* [Точечные метки объектов]
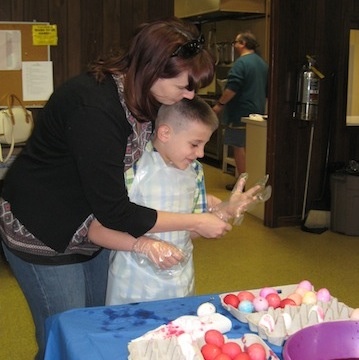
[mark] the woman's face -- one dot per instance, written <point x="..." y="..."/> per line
<point x="170" y="91"/>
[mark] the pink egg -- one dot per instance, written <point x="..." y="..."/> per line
<point x="309" y="297"/>
<point x="297" y="298"/>
<point x="257" y="351"/>
<point x="355" y="314"/>
<point x="273" y="300"/>
<point x="305" y="284"/>
<point x="266" y="291"/>
<point x="301" y="291"/>
<point x="245" y="295"/>
<point x="260" y="303"/>
<point x="323" y="295"/>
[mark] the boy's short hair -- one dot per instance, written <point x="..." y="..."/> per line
<point x="181" y="113"/>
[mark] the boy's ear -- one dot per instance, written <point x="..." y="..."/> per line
<point x="164" y="132"/>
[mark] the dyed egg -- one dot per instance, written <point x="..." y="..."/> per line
<point x="286" y="302"/>
<point x="242" y="356"/>
<point x="246" y="306"/>
<point x="206" y="309"/>
<point x="231" y="299"/>
<point x="318" y="312"/>
<point x="305" y="284"/>
<point x="267" y="290"/>
<point x="273" y="300"/>
<point x="267" y="322"/>
<point x="355" y="314"/>
<point x="260" y="303"/>
<point x="223" y="357"/>
<point x="214" y="337"/>
<point x="245" y="295"/>
<point x="287" y="320"/>
<point x="257" y="351"/>
<point x="210" y="351"/>
<point x="323" y="295"/>
<point x="309" y="297"/>
<point x="297" y="298"/>
<point x="231" y="348"/>
<point x="301" y="291"/>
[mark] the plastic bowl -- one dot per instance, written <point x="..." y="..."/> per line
<point x="326" y="341"/>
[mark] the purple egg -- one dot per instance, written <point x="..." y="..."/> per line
<point x="246" y="306"/>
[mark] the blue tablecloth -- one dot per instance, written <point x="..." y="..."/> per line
<point x="104" y="332"/>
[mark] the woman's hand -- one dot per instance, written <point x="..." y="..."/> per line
<point x="211" y="226"/>
<point x="163" y="254"/>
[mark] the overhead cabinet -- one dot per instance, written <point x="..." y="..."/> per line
<point x="217" y="8"/>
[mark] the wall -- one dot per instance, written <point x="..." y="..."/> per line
<point x="86" y="29"/>
<point x="298" y="28"/>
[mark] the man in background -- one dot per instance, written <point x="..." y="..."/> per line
<point x="245" y="93"/>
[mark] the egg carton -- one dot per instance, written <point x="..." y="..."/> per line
<point x="283" y="291"/>
<point x="276" y="325"/>
<point x="171" y="349"/>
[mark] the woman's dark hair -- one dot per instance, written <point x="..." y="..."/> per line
<point x="149" y="58"/>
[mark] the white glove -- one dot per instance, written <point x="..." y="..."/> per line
<point x="161" y="253"/>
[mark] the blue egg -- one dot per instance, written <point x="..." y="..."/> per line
<point x="246" y="306"/>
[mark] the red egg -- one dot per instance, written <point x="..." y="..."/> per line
<point x="210" y="351"/>
<point x="260" y="303"/>
<point x="231" y="348"/>
<point x="257" y="351"/>
<point x="266" y="291"/>
<point x="245" y="295"/>
<point x="242" y="356"/>
<point x="287" y="301"/>
<point x="222" y="357"/>
<point x="231" y="299"/>
<point x="273" y="300"/>
<point x="214" y="337"/>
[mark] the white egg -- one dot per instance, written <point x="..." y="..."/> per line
<point x="267" y="322"/>
<point x="287" y="320"/>
<point x="206" y="309"/>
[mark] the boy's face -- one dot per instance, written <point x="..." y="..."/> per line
<point x="181" y="148"/>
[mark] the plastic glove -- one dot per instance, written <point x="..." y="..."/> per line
<point x="160" y="253"/>
<point x="240" y="202"/>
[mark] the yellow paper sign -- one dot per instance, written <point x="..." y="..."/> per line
<point x="44" y="34"/>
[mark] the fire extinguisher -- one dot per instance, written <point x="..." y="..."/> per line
<point x="308" y="91"/>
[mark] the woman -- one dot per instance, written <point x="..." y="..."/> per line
<point x="71" y="172"/>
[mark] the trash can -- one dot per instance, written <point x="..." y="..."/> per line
<point x="344" y="212"/>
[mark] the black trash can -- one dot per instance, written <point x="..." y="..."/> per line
<point x="344" y="212"/>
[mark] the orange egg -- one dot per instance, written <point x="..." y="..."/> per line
<point x="297" y="298"/>
<point x="310" y="297"/>
<point x="301" y="291"/>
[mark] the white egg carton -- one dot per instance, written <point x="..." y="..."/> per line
<point x="170" y="349"/>
<point x="276" y="325"/>
<point x="283" y="291"/>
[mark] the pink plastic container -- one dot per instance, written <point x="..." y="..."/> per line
<point x="326" y="341"/>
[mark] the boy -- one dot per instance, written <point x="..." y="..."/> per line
<point x="167" y="177"/>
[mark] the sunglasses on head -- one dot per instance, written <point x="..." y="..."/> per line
<point x="190" y="48"/>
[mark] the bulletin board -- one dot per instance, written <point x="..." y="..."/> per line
<point x="11" y="80"/>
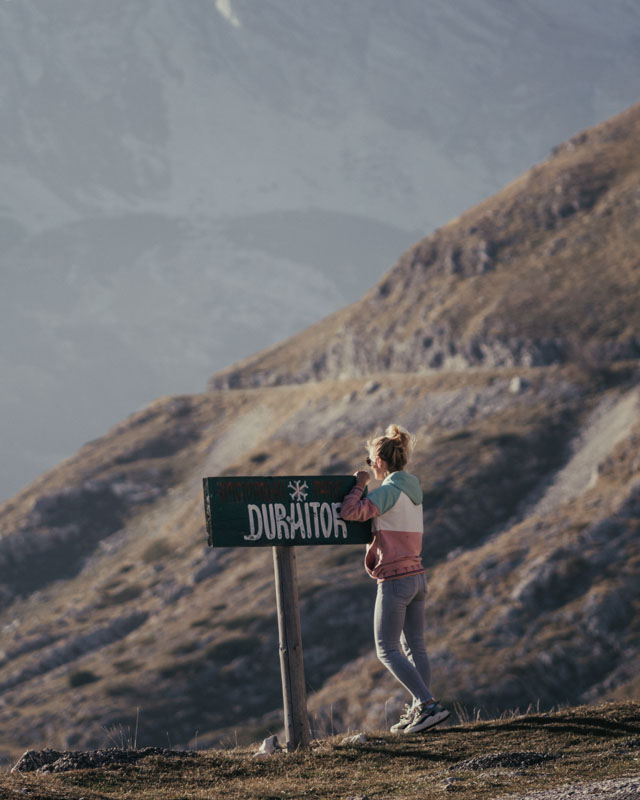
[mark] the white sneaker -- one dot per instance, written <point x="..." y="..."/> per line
<point x="426" y="716"/>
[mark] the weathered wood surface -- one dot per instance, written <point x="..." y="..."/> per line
<point x="277" y="511"/>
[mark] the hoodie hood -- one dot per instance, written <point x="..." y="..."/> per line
<point x="406" y="483"/>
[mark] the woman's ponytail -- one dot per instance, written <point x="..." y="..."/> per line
<point x="394" y="447"/>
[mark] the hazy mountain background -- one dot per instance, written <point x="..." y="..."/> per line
<point x="187" y="182"/>
<point x="507" y="340"/>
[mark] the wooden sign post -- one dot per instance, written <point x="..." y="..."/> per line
<point x="280" y="513"/>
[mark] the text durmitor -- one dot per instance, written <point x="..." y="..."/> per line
<point x="303" y="520"/>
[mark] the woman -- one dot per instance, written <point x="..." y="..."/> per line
<point x="393" y="559"/>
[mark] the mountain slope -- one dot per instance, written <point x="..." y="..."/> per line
<point x="115" y="613"/>
<point x="544" y="272"/>
<point x="147" y="146"/>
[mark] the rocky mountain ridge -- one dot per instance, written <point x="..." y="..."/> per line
<point x="112" y="607"/>
<point x="159" y="160"/>
<point x="491" y="286"/>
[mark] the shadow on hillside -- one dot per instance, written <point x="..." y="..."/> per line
<point x="593" y="725"/>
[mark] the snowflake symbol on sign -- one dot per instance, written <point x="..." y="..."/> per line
<point x="298" y="491"/>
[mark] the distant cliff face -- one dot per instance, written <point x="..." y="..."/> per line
<point x="528" y="425"/>
<point x="544" y="272"/>
<point x="159" y="159"/>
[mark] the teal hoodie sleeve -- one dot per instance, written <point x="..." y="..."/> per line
<point x="385" y="497"/>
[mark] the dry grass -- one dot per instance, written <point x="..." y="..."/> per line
<point x="484" y="759"/>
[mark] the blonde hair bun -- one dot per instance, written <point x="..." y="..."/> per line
<point x="394" y="446"/>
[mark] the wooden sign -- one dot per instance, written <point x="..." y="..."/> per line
<point x="276" y="511"/>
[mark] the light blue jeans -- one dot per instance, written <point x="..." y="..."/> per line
<point x="399" y="620"/>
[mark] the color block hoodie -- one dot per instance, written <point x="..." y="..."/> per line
<point x="396" y="510"/>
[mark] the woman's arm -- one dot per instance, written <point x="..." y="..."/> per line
<point x="355" y="507"/>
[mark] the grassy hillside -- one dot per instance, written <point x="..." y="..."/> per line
<point x="578" y="752"/>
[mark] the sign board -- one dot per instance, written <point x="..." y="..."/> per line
<point x="276" y="511"/>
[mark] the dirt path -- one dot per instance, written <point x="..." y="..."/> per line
<point x="610" y="422"/>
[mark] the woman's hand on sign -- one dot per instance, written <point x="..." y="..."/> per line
<point x="362" y="477"/>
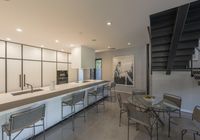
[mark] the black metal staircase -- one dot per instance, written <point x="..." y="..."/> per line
<point x="174" y="35"/>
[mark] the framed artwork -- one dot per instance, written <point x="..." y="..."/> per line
<point x="123" y="70"/>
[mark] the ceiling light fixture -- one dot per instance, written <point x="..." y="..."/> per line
<point x="8" y="39"/>
<point x="71" y="45"/>
<point x="19" y="30"/>
<point x="109" y="23"/>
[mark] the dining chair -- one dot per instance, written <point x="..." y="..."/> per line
<point x="122" y="106"/>
<point x="23" y="120"/>
<point x="175" y="100"/>
<point x="189" y="125"/>
<point x="111" y="89"/>
<point x="144" y="118"/>
<point x="99" y="92"/>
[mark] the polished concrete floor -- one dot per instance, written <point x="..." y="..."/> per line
<point x="105" y="126"/>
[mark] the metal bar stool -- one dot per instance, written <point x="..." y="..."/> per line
<point x="97" y="93"/>
<point x="23" y="120"/>
<point x="111" y="88"/>
<point x="77" y="99"/>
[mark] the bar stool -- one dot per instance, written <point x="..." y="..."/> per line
<point x="23" y="120"/>
<point x="77" y="99"/>
<point x="99" y="92"/>
<point x="111" y="88"/>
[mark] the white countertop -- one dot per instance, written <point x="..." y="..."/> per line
<point x="8" y="101"/>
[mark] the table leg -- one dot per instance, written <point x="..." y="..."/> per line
<point x="169" y="126"/>
<point x="158" y="117"/>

* [Задание]
Масштабируйте записи от строки, содержащей «[mark] the dirt», и до самого конца записей, включая обе границы: каждую координату точек в ответах умножьте на 0,9 и округлите до целого, причем половины округляйте вверх. Остальные строки приведите заново без изменений, а картинки в ответ не включайте.

* [Результат задания]
[mark] the dirt path -- one dot per instance, written <point x="..." y="..."/> per line
<point x="549" y="380"/>
[mark] the woman's hand on sign -- one dot per instance, written <point x="..." y="..."/> per line
<point x="326" y="429"/>
[mark] the black metal staircase -- one dot per instance, written <point x="..." y="..."/> per line
<point x="157" y="32"/>
[mark] the framed artwork -- one dot per instance, written <point x="..." y="..."/> per line
<point x="111" y="63"/>
[mark] the ceiling light fixture -- one dot per instance, written <point x="..." y="..."/> per line
<point x="7" y="35"/>
<point x="64" y="41"/>
<point x="17" y="27"/>
<point x="98" y="21"/>
[mark] the dining chair -- one dot per instance, written <point x="..." y="..."/> per line
<point x="110" y="95"/>
<point x="21" y="108"/>
<point x="158" y="90"/>
<point x="170" y="113"/>
<point x="100" y="80"/>
<point x="130" y="106"/>
<point x="89" y="83"/>
[mark] the polished concrete floor -- one dot per instance, written <point x="..." y="..."/> per line
<point x="95" y="113"/>
[mark] the metal bar stool -- one dot per instance, written <point x="..." y="..."/> per line
<point x="87" y="84"/>
<point x="21" y="108"/>
<point x="100" y="79"/>
<point x="69" y="89"/>
[mark] the bar stool -- one dot per instance, written <point x="..." y="..."/> per line
<point x="21" y="108"/>
<point x="69" y="89"/>
<point x="89" y="83"/>
<point x="100" y="79"/>
[mark] the white countertop -- one dot per instance, written <point x="..." y="..."/> per line
<point x="7" y="91"/>
[mark] the table leg -- one dot per instance, written <point x="..." y="..."/> per line
<point x="152" y="113"/>
<point x="142" y="105"/>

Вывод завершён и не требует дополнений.